[EXTRACT PROVIDED]
Dr. Bynum's Juneteenth Letter

Dear Hopkins Community,
On this day, 155 years ago, enslaved African Americans in Texas learned of their freedom. This was more than two years after President Lincoln’s Emancipation Proclamation, which had become official on January 1, 1863. The Proclamation had little impact on some Texans due to the lack of Union troops to enforce this order. However, with the surrender of General Lee in April of 1865, and the arrival of General Granger’s troops, the forces were finally strong enough to force slaveholders to comply with the order.

Juneteenth, a holiday that has historically not been widely recognized outside of Black communities, is a day on which we must pause and reflect on what has been achieved. It's also a day to remind us of how much work is left to be done so that every American is allowed to live in dignity and realize the rights of full citizenship.

Our work in researching and recognizing our own institution's connection to slavery is currently underway. It is one of several initiatives outlined in my plan to help bring meaningful change to our school. Real progress will require both personal and institutional honesty and humility, as change will only come when we confront our own truth.

[DATA SECTION]
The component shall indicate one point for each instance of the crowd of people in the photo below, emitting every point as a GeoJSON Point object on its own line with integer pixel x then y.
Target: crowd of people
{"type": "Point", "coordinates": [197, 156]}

[TASK]
Answer from the Juneteenth letter:
(a) On what date did the Emancipation Proclamation become official?
(b) Along with General Lee's surrender, the arrival of whose troops made enforcement in Texas possible?
(c) What work concerning the institution does the letter say is currently underway?
Rely only on the Juneteenth letter here.

[WRITTEN SOLUTION]
(a) January 1, 1863.
(b) General Granger's troops.
(c) Researching and recognizing the institution's own connection to slavery.